Leigh Jacobson’s enthusiasm about recycling flies in the face of her task. When the markets crashed last year, Auburn University’s waste disposal needs fell on hard times. The company out of Atlanta that had been taking co-mingled trash for no charge said, "No longer."

No, this was no Georgia-Alabama feud. Simple economics prevailed. China’s demand slumped. The entire market for recycled materials dropped nearly to zero. When the market disappears, companies can no longer provide dumpsters, take waste at no charge, and carry that waste to a transfer center in Opelika, saving the University $20 per ton for landfill fees.

So, six months ago Leigh Jacobson and others representing the City of Auburn, Opelika and Lee County secured an annual Alabama Recycling Grant for $120,139. AU got $40,829 of that. The funds have come from an imposed extra $1 per ton on the landfill dumping fees in the state.

Sixty buildings have gotten new bins, labels, signs and posters. Single collections of paper/cardboard and plastic bottles/metal cans are underway. Residential areas have been the first to come on line with the project.

But, everything collected in these new bins still needs to be separated if the enterprise hopes to get paid for having collected it. Look out our windows. Across Magnolia, located on the east side of Donahue is Leigh’s workspace. Peek into the parking lot at the bins. Watch people manually setting paper aside from cardboard and cans aside from bottles. It is a small staff with a big goal.

Bundled cardboard fetched $17.50 per ton in September. Steel and aluminum cans generally get ten cents a pound. Plastic bottles earn one penny per pound. A great deal of human labor is going into this recycling project with a price tag of its own. Leigh optimistically thinks this can work.

Economically, the University should stop these recycling efforts and let the waste be hauled to the landfill. Those landfills can always be mined when there are actual markets for such materials.

The company that holds the University’s contract for hauling waste away is Waste Management. They do not recycle. They own their own landfill in Salem. The charge for dumping waste there ("tipping") is $21.75 per ton. AU does already landfill a large quantity of waste. They should landfill all of it.

Ten years ago, when open dumps were closed in the state, private companies began filling that need. Waste Management is today the largest landfill operator in the U.S., with 281 landfills.

Now, if they’re the largest with just 281 landfills, does that sound like enough landfills in the whole country to you?

Is it?

Isn’t that one of the three things everybody knows when we talk trash? 1) We know we’re running out of landfill space, 2) we know we’re saving resources by recycling and protecting the environment by doing so, and 3) we know no one would recycle if they weren’t forced to.

Let’s look at these three things we think we know. Are they real or are they rubbish?

1) Are we running out of landfill space?

Two events created the perfect garbage storm in the late 1980s. One barge and one bureaucrat created this one over-hyped myth. The garbage barge was the Mobro 4000. The bureaucrat was J. Winston Porter. Mobro 4000 gained infamous celebrity status by spending two months and 6,000 miles seeming to scour the Atlantic coastline and the Gulf of Mexico looking for a home for its load, as if no landfills existed. The physical availability of landfill space was not the issue, but you would not have guessed that from the hysteria the media whipped up.

J. Winston Porter became a star that season at the Environmental Protection Agency (EPA) by writing Agenda for Action, in which Porter proclaimed that recycling is absolutely vital because America is running out of landfill space.

Object detection data:
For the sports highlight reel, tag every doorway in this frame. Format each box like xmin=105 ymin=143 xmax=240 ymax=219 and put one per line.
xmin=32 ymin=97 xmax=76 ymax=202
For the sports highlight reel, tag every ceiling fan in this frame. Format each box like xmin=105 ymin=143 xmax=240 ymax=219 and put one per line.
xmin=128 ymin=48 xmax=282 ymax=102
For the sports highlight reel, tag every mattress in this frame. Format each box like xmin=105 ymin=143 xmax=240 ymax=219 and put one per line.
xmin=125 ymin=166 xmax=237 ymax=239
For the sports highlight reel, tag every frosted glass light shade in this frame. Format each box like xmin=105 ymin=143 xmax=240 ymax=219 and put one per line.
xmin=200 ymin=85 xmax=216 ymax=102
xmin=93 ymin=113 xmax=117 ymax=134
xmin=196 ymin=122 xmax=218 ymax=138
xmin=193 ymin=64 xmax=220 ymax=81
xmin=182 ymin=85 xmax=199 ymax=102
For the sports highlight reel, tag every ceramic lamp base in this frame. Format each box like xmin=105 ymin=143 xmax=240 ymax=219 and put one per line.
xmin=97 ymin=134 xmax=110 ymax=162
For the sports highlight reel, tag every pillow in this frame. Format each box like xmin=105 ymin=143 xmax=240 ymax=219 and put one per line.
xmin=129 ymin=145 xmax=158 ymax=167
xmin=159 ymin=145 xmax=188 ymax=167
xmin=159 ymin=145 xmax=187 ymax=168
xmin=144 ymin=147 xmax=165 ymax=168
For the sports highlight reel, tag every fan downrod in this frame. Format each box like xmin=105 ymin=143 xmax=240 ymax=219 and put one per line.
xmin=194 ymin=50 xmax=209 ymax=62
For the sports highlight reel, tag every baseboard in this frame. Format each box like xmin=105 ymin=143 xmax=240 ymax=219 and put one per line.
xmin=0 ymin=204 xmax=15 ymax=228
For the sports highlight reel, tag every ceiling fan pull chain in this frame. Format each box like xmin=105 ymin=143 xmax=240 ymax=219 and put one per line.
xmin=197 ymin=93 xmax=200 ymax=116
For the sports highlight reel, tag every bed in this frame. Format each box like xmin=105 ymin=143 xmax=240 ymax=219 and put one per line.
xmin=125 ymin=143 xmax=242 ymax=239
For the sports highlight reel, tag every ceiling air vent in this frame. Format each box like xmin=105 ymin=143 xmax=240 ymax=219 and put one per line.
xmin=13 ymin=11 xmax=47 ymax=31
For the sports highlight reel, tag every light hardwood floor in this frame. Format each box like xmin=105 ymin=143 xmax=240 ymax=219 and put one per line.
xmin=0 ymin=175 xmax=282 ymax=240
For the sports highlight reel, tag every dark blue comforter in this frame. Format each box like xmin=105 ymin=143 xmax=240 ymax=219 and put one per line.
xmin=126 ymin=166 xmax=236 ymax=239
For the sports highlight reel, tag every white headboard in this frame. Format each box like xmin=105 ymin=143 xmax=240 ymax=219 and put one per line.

PROBLEMS TO SOLVE >>
1. In the recycling article, how much of the Alabama Recycling Grant did Auburn University receive?
2. Please repeat the part of the recycling article starting with "But, everything collected" and going on through "for such materials.".

ANSWER LIST >>
1. $40,829

2.
But, everything collected in these new bins still needs to be separated if the enterprise hopes to get paid for having collected it. Look out our windows. Across Magnolia, located on the east side of Donahue is Leigh’s workspace. Peek into the parking lot at the bins. Watch people manually setting paper aside from cardboard and cans aside from bottles. It is a small staff with a big goal.

Bundled cardboard fetched $17.50 per ton in September. Steel and aluminum cans generally get ten cents a pound. Plastic bottles earn one penny per pound. A great deal of human labor is going into this recycling project with a price tag of its own. Leigh optimistically thinks this can work.

Economically, the University should stop these recycling efforts and let the waste be hauled to the landfill. Those landfills can always be mined when there are actual markets for such materials.